> _EXTRACT_:
|---|

Several years earlier, Anderson had proposed modeling a magnetic impurity as a
single quantum state for an electron bound to a local site. According to the
Pauli exclusion principle, the site can be occupied by up to two electrons
(with opposite spins) but repulsion could make it energetically favorable for
only a single electron to reside there. Then that electron's spin would be free
to point in any direction. In 1966, Kondo's phenomenological model was shown to
emerge from Anderson's more microscopic one: tunneling of electrons on and off
the local site makes delocalized electrons want to make their spin opposite that
of the local electron. At low temperature, a single delocalized electron pairs
with the local electron to form a state of total spin zero: a singlet. The
basic physics behind this is the same that drives the two electrons in a
H2 molecule to take on opposite spins.
Kondo Effect and Single Electron Transitors
With nanotechnology, experimental physicists can design and fabricate single
artificial magnetic impurities, such as semiconductor quantum dots, molecules, and
nanotubes. In each of these systems, conducting leads attached to the artificial
impurity play the same role as the host metal of a traditional magnetic
impurity. Electron flow from one lead to the other through the magnetic
impurity serves as a powerful probe of the local electronic states.

|---|

> _EXERCISE TASK 1_: In the passage on magnetic impurities, what makes delocalized electrons tend to take a spin opposite to that of the local electron, and what results at low temperature?

> _DATA SUPPLIED_:
|---|

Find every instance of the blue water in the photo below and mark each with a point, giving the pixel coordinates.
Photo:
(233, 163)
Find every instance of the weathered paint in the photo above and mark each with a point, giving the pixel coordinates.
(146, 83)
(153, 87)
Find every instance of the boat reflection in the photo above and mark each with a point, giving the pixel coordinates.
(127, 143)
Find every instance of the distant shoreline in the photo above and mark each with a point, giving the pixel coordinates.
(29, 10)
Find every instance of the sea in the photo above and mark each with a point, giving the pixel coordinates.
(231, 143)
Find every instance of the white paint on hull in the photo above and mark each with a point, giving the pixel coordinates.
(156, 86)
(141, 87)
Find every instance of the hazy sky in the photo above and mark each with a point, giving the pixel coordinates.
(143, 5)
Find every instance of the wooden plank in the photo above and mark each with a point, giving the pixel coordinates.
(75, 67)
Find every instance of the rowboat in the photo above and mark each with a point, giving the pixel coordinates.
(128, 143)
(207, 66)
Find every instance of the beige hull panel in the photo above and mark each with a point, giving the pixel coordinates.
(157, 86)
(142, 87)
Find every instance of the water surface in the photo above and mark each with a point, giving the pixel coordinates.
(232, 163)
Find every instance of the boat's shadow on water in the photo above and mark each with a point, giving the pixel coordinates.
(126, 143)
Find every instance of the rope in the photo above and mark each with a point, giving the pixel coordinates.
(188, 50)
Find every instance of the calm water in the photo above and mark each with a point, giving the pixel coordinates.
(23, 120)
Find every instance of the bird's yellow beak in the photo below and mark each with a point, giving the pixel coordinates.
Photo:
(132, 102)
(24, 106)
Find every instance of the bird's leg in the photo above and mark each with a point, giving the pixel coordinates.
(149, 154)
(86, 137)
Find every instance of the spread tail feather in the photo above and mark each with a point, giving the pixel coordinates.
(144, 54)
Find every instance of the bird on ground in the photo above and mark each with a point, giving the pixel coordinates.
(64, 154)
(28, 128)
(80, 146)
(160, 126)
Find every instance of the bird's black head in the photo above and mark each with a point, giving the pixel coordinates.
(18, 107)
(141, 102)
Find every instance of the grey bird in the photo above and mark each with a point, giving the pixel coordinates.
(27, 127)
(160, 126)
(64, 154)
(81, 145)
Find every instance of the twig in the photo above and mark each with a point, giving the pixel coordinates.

|---|

> _EXERCISE TASK 2_: Reproduce the listing from the line containing "Find every instance of the boat's" through the end of the listing.

> _CORRECT ANSWER 1_: Electrons tunnel on and off the local site, and this makes delocalized electrons tend to take a spin opposite to that of the local electron. At low temperature, one delocalized electron pairs with the local electron to form a singlet, a state with a total spin of zero.

> _CORRECT ANSWER 2_:
Find every instance of the boat's shadow on water in the photo above and mark each with a point, giving the pixel coordinates.
(126, 143)
Find every instance of the rope in the photo above and mark each with a point, giving the pixel coordinates.
(188, 50)
Find every instance of the calm water in the photo above and mark each with a point, giving the pixel coordinates.
(23, 120)
Find every instance of the bird's yellow beak in the photo below and mark each with a point, giving the pixel coordinates.
Photo:
(132, 102)
(24, 106)
Find every instance of the bird's leg in the photo above and mark each with a point, giving the pixel coordinates.
(149, 154)
(86, 137)
Find every instance of the spread tail feather in the photo above and mark each with a point, giving the pixel coordinates.
(144, 54)
Find every instance of the bird on ground in the photo above and mark each with a point, giving the pixel coordinates.
(64, 154)
(28, 128)
(80, 146)
(160, 126)
Find every instance of the bird's black head in the photo above and mark each with a point, giving the pixel coordinates.
(18, 107)
(141, 102)
Find every instance of the grey bird in the photo above and mark each with a point, giving the pixel coordinates.
(27, 127)
(160, 126)
(64, 154)
(81, 145)
Find every instance of the twig in the photo above and mark each with a point, giving the pixel coordinates.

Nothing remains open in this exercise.